> **Aim of the task**
Set out exactly every line of the entries below, starting at the line that holds "Target: denim jeans with belt loop" and stopping after the line that holds "Target: brick wall".

> **Records to process**
-----
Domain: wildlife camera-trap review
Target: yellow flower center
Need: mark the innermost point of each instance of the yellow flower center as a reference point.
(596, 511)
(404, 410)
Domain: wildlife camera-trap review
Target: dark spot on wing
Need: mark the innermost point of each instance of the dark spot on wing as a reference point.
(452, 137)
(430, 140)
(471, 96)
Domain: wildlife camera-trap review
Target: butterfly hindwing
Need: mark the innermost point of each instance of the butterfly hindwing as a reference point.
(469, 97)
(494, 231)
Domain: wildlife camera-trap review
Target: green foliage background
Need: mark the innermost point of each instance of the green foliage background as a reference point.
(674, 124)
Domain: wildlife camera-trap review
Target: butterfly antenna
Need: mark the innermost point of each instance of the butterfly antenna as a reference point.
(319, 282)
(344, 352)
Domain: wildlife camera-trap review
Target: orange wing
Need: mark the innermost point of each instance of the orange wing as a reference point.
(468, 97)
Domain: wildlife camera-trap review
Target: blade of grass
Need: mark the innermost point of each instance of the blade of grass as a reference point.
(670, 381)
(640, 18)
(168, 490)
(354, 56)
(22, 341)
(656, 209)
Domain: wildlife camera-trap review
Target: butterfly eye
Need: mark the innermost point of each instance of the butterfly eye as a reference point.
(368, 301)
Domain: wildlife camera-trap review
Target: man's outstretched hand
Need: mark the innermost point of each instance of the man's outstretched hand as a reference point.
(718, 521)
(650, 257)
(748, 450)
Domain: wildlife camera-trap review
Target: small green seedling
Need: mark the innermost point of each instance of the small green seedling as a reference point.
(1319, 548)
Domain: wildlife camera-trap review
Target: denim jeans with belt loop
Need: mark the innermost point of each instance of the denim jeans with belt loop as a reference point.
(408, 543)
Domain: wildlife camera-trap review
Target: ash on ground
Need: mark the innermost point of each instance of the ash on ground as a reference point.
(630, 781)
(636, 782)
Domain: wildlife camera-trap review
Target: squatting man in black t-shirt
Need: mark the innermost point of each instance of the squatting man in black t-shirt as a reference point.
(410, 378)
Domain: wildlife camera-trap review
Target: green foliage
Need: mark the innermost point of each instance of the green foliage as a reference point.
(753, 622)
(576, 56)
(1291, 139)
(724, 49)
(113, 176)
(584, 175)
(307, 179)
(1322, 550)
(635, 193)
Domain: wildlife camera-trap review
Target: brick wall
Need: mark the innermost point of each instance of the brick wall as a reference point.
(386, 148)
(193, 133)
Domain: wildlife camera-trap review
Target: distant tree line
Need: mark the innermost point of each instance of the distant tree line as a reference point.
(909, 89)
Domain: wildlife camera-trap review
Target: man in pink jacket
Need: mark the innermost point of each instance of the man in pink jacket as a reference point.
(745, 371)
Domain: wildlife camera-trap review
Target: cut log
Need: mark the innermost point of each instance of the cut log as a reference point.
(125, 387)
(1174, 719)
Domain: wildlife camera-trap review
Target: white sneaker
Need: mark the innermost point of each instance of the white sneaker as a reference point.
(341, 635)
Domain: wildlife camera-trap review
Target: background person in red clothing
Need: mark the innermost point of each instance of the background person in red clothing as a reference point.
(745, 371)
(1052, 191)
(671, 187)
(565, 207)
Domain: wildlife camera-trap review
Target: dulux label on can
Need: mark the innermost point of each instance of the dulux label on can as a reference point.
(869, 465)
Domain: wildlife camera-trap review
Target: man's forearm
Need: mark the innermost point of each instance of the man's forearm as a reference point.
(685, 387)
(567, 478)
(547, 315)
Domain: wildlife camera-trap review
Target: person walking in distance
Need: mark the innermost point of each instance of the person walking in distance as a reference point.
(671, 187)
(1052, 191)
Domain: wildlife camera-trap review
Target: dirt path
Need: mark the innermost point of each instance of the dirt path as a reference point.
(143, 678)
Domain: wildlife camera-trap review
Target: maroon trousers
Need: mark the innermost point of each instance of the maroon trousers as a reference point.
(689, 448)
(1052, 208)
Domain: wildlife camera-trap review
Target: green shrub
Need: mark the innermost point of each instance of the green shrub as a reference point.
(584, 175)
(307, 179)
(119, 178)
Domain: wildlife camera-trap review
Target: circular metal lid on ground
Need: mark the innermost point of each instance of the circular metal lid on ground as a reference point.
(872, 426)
-----
> **Exercise solution**
Target: denim jeans with belt loop
Need: mark the innermost point of each instance of the denim jeans with belt loop as a reference point.
(408, 543)
Domain: wildlife camera-trap review
Target: ash on ground
Need: mark the innermost point of each instance of the ash on ground as a reference point.
(630, 781)
(636, 782)
Domain: wildlife camera-trap review
Target: squatting man in black t-shirt
Need: mark the innermost point of each instance of the squatting man in black t-shirt as a reference point.
(410, 378)
Domain: wildlife camera-trap review
Target: green foliage
Need: mark the innermost point of each instance of the green foliage as a reference point.
(753, 622)
(576, 56)
(1291, 139)
(724, 49)
(113, 176)
(584, 175)
(307, 179)
(1322, 550)
(635, 193)
Domain: wildlife camera-trap review
Target: brick wall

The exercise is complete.